_WHAT YOU SHOULD DO:_
Convert the lines from the one containing "scooter, that would be most helpful." to the one containing "M733 433L738 438L742", both included, into a Markdown table with the columns n and Line, numbering each line and omitting any blank lines.

(Labeled area outline rows)
----------------
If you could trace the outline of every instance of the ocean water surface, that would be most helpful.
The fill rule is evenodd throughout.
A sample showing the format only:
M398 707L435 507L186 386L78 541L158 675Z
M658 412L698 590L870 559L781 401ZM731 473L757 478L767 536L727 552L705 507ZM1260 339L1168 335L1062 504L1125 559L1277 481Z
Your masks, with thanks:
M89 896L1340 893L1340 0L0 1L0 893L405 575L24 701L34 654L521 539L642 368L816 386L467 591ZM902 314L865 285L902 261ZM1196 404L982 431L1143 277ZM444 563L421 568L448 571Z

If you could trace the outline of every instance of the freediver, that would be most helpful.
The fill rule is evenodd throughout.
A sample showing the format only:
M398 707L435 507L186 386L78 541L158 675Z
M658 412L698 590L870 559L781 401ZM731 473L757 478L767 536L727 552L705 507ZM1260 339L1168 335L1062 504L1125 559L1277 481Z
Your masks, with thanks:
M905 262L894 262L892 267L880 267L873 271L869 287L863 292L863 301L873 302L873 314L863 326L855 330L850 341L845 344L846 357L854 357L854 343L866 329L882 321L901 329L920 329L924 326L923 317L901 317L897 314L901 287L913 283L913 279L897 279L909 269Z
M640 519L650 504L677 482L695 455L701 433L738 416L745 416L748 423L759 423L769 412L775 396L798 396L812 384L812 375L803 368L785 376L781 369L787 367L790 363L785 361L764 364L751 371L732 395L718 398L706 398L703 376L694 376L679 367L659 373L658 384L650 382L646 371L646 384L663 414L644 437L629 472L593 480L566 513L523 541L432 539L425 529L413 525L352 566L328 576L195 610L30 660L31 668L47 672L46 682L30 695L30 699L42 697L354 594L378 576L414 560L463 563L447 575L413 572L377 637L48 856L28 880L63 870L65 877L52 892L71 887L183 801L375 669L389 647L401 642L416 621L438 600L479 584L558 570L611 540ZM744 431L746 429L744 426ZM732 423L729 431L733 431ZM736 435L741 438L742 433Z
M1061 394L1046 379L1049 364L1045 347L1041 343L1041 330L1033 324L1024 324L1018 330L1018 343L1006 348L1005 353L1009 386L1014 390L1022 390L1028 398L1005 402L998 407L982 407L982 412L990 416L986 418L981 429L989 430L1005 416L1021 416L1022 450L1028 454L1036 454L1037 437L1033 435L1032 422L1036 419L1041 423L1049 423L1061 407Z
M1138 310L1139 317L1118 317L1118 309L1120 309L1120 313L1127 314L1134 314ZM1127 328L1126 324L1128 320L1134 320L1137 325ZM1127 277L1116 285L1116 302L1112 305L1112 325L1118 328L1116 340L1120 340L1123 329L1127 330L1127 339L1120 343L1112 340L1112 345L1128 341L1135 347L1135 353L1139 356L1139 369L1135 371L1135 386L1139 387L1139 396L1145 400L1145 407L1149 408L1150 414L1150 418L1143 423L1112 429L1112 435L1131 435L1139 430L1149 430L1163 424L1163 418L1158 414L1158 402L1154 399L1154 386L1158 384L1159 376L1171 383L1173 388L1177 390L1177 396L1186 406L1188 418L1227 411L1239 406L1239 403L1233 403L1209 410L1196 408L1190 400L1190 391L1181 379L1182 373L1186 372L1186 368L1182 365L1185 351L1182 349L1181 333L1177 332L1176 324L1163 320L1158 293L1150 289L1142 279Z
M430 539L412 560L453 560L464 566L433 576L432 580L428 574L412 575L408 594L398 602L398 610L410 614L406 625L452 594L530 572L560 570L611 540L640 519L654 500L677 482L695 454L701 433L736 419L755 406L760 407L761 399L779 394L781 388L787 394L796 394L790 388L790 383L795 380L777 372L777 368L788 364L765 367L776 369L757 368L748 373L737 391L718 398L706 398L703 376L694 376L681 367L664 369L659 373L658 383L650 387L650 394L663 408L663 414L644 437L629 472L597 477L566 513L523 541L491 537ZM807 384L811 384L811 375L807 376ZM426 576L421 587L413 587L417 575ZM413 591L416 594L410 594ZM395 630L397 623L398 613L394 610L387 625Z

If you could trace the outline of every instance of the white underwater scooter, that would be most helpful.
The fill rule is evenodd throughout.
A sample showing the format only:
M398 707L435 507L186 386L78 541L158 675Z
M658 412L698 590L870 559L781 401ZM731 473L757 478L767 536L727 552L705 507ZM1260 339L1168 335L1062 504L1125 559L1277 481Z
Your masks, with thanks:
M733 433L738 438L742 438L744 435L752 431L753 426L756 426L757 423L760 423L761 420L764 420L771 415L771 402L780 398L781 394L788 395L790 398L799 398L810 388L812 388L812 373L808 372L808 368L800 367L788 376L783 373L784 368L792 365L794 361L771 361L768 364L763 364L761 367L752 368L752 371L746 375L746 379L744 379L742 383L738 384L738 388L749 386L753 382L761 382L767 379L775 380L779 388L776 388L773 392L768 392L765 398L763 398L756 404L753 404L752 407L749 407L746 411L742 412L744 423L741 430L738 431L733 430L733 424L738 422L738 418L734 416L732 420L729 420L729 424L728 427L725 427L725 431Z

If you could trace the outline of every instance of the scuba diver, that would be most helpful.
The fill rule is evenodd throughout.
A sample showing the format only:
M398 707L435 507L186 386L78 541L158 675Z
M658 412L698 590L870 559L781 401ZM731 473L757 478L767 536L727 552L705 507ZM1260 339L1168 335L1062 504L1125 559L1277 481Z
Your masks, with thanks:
----------------
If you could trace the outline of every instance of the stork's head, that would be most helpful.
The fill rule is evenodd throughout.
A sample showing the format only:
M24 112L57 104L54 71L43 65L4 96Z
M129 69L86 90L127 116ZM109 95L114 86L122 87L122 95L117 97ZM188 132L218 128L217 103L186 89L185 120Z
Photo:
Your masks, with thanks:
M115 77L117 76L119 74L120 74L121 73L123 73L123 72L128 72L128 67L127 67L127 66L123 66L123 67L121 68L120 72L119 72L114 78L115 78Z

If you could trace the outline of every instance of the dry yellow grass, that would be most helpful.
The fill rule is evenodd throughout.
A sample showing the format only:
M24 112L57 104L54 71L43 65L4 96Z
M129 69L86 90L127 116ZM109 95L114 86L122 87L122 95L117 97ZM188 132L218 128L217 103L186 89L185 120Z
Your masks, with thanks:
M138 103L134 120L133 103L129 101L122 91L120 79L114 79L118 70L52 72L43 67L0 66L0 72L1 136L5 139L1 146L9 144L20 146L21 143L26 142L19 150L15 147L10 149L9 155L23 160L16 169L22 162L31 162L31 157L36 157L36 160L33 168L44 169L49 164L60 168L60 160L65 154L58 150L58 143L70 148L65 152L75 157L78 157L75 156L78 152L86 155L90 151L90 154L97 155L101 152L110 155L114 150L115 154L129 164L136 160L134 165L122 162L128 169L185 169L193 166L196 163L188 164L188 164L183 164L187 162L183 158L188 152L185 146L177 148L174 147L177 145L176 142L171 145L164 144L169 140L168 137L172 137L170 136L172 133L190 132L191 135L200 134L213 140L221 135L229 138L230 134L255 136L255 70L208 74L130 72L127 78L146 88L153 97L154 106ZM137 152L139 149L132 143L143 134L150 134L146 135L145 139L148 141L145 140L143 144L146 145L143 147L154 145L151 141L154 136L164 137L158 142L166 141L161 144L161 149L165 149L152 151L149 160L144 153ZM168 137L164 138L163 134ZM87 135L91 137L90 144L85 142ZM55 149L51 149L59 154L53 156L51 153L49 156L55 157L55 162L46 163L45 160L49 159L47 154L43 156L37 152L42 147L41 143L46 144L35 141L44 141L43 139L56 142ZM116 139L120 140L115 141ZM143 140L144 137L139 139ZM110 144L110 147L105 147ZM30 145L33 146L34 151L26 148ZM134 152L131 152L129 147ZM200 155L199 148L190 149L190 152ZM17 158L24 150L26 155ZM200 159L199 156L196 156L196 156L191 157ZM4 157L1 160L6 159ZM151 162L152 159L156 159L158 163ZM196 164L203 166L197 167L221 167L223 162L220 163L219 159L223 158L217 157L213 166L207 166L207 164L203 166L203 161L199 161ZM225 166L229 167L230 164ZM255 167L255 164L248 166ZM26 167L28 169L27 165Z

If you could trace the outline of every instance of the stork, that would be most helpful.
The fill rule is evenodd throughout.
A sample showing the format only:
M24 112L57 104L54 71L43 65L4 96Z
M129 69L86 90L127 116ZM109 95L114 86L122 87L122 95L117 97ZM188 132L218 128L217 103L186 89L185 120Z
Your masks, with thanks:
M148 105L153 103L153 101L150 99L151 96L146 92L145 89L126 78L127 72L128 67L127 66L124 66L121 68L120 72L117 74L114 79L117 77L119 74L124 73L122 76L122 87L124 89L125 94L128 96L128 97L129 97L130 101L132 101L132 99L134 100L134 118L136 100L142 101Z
----------------
_THE OUTPUT:_
| n | Line |
|---|---|
| 1 | If you could trace the outline of every instance of the white underwater scooter, that would be most helpful. |
| 2 | The fill rule is evenodd throughout. |
| 3 | A sample showing the format only: |
| 4 | M398 707L435 507L186 386L78 541L158 675Z |
| 5 | M658 412L698 590L870 559L781 401ZM731 473L757 478L767 536L727 552L705 507ZM1260 339L1168 335L1062 504L1125 559L1277 481Z |
| 6 | Your masks, with thanks: |
| 7 | M733 433L738 438L742 438L744 435L752 431L753 426L756 426L757 423L760 423L761 420L764 420L771 415L771 402L780 398L781 394L788 395L790 398L799 398L810 388L812 388L812 373L808 372L808 368L800 367L788 376L783 373L784 368L792 365L794 361L771 361L768 364L763 364L761 367L752 368L752 371L746 375L746 379L744 379L742 383L738 384L738 388L749 386L753 382L761 382L767 379L775 380L779 388L776 388L773 392L768 392L765 398L763 398L756 404L753 404L752 407L749 407L746 411L742 412L744 423L741 430L738 431L733 430L733 424L738 422L738 418L734 416L732 420L729 420L729 424L728 427L725 427L725 431Z |